EXERCISE DETAILS
Please show every line of the data below that contains the word "rigging" and copy each such line in full.

MATERIAL TO PROCESS
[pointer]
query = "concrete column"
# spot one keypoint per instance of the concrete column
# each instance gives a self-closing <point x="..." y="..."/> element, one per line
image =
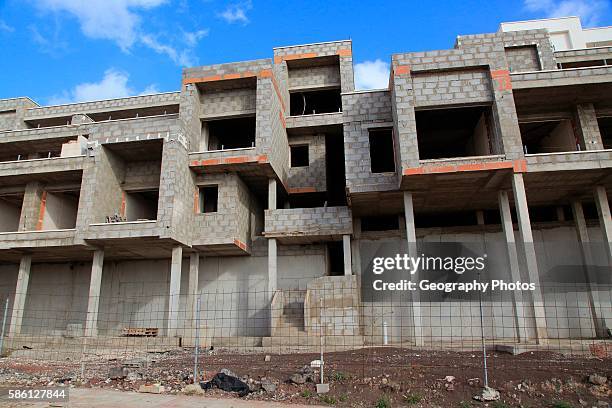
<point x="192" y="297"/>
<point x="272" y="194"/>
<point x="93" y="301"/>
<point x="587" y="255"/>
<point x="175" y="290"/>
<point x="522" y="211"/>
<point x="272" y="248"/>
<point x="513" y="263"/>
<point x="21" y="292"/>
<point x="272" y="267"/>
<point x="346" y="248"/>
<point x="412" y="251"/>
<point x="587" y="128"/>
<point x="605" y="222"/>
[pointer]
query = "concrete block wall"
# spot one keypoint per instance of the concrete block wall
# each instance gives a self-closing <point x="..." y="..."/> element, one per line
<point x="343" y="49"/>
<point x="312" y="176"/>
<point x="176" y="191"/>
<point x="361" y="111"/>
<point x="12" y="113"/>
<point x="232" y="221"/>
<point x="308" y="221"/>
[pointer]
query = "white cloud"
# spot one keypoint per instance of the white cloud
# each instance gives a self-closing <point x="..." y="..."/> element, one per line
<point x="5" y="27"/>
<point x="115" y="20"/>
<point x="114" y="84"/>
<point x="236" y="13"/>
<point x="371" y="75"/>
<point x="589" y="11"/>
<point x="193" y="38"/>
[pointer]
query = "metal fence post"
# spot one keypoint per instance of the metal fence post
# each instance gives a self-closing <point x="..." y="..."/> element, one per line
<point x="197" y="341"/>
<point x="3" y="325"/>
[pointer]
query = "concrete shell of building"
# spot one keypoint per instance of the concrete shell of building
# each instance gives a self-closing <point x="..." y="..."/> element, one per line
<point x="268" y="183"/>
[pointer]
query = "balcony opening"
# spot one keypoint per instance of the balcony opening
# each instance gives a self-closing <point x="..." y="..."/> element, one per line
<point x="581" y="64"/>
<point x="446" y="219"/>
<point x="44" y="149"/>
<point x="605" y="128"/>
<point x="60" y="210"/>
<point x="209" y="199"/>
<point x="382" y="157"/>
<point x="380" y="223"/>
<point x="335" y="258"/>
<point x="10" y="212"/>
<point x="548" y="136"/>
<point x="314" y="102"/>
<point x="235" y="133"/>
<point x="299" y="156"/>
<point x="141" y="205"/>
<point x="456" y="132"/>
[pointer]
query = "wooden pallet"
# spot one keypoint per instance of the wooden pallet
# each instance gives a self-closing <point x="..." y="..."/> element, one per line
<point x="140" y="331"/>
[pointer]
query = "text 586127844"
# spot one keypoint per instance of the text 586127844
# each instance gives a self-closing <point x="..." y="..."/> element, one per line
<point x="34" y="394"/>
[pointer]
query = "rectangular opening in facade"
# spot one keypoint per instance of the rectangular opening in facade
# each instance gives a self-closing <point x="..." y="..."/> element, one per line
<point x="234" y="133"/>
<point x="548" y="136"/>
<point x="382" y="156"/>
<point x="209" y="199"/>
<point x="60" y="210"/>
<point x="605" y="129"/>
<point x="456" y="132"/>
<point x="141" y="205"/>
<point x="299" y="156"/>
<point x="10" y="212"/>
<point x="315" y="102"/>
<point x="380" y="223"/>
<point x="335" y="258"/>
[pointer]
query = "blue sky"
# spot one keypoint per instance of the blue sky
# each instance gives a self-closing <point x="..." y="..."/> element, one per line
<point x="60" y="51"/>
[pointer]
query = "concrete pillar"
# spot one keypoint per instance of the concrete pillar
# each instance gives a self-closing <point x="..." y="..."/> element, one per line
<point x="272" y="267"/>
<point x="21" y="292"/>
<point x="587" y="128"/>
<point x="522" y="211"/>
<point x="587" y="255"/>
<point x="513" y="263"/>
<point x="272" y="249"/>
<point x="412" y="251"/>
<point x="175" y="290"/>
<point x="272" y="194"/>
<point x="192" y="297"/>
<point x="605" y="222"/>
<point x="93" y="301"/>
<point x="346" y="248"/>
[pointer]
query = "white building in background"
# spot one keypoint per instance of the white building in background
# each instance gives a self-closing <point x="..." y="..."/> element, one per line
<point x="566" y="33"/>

---

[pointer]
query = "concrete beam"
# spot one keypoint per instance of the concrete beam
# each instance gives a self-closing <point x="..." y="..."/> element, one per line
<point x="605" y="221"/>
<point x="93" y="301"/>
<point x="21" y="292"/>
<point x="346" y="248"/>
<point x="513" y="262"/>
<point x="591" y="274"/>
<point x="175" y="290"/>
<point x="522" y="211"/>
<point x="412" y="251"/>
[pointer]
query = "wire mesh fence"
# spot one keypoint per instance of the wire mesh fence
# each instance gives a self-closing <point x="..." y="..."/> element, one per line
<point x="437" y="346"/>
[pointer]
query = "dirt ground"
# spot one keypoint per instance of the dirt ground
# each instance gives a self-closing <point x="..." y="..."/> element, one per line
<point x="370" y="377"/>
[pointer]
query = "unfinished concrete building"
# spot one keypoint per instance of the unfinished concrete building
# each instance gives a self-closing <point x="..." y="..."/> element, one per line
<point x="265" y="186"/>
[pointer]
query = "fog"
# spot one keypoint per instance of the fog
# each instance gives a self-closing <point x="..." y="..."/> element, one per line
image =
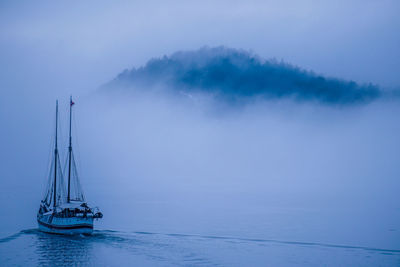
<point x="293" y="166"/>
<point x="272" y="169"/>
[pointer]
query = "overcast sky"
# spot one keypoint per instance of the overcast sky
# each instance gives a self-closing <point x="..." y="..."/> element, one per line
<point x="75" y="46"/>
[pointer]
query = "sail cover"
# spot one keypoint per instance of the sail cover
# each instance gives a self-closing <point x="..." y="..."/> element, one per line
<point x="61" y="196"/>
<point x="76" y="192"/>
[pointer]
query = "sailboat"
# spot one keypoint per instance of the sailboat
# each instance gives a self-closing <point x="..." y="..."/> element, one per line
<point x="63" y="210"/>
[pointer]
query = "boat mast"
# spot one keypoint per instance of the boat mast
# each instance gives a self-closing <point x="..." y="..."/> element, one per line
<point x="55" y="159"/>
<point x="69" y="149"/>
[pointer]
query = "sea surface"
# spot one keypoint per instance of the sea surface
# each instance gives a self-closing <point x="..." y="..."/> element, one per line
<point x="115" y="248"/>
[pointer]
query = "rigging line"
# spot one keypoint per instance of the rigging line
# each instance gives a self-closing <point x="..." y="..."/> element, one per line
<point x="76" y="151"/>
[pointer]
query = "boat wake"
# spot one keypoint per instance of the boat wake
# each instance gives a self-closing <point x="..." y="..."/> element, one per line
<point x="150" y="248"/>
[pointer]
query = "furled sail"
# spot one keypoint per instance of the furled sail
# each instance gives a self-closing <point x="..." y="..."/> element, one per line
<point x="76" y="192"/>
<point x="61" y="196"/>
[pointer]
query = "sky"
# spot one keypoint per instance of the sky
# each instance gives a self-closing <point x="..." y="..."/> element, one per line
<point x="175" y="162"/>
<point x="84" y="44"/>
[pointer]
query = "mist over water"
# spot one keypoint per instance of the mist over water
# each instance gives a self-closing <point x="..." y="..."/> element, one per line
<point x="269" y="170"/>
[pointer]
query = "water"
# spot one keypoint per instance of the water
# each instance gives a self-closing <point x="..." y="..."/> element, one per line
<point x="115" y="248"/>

* * *

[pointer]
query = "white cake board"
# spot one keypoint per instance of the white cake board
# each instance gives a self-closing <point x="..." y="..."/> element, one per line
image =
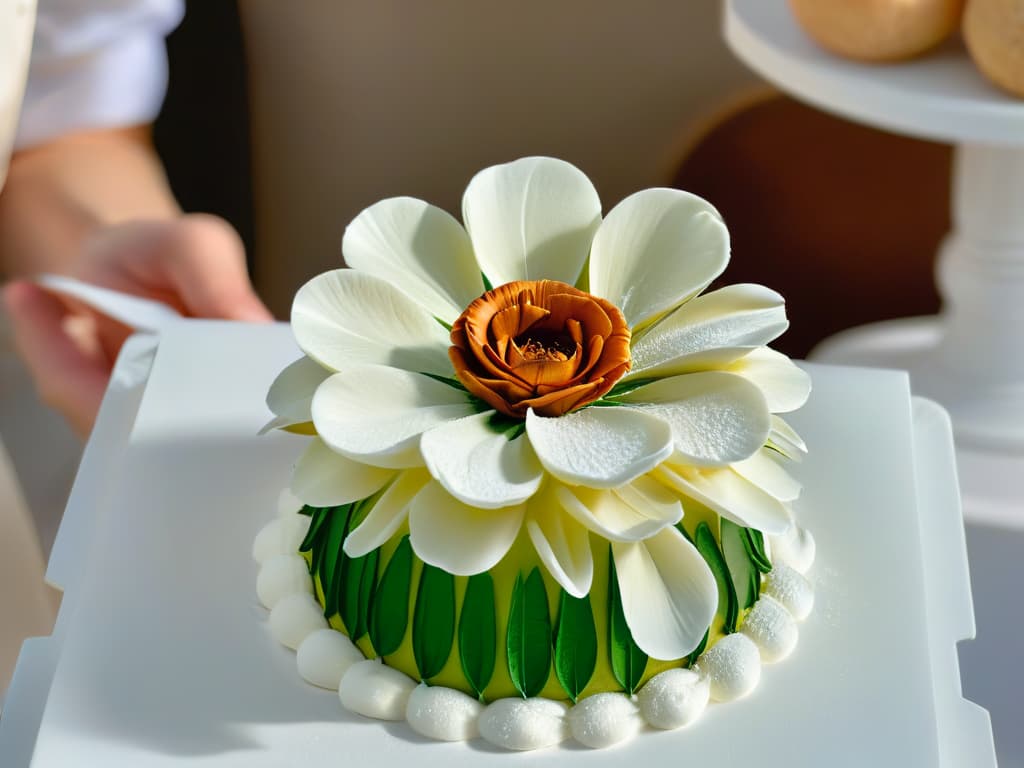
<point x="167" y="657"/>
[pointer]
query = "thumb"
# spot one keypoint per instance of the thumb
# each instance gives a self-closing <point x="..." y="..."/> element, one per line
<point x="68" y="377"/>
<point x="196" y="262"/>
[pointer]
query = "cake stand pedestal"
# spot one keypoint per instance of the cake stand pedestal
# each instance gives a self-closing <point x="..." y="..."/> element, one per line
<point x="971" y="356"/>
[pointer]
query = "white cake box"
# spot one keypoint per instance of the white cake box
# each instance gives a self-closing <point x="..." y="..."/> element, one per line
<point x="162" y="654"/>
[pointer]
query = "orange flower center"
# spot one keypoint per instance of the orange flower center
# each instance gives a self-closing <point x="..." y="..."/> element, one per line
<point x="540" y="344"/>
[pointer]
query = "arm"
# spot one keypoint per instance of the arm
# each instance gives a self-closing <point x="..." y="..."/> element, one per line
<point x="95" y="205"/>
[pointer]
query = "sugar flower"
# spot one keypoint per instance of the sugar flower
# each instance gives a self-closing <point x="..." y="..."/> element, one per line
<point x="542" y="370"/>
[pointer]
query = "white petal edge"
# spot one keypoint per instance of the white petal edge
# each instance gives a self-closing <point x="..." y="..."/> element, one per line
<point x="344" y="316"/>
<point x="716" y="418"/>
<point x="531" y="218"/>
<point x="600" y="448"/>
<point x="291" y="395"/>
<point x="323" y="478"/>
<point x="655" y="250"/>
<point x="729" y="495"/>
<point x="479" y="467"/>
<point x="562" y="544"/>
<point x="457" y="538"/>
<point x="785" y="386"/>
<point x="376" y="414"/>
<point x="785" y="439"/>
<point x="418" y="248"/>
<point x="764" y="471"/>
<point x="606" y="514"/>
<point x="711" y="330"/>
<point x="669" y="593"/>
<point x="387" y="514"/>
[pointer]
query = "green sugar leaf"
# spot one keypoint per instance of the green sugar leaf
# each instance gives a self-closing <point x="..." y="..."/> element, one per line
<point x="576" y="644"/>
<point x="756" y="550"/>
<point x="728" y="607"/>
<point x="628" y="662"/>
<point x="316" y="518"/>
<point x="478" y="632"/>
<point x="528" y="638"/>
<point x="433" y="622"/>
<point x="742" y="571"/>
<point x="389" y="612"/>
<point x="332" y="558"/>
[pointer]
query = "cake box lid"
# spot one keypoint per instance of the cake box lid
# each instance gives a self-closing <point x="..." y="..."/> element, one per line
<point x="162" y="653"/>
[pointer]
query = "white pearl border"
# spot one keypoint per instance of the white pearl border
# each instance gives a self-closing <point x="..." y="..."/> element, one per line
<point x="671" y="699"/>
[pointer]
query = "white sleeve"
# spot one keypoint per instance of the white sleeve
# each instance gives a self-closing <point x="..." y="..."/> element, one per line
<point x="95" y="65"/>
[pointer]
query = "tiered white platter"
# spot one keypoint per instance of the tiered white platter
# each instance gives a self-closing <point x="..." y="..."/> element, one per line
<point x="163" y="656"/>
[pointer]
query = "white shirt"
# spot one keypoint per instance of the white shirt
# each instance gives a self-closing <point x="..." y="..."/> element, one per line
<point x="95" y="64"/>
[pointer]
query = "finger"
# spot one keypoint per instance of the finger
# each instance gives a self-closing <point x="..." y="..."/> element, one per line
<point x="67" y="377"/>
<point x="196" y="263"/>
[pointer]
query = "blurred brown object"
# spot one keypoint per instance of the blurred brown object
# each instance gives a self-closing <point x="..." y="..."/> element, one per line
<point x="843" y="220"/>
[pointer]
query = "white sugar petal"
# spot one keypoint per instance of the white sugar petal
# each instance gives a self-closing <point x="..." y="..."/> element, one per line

RIGHT ANSWER
query = "rigging line"
# spot one keypoint per instance of the rigging line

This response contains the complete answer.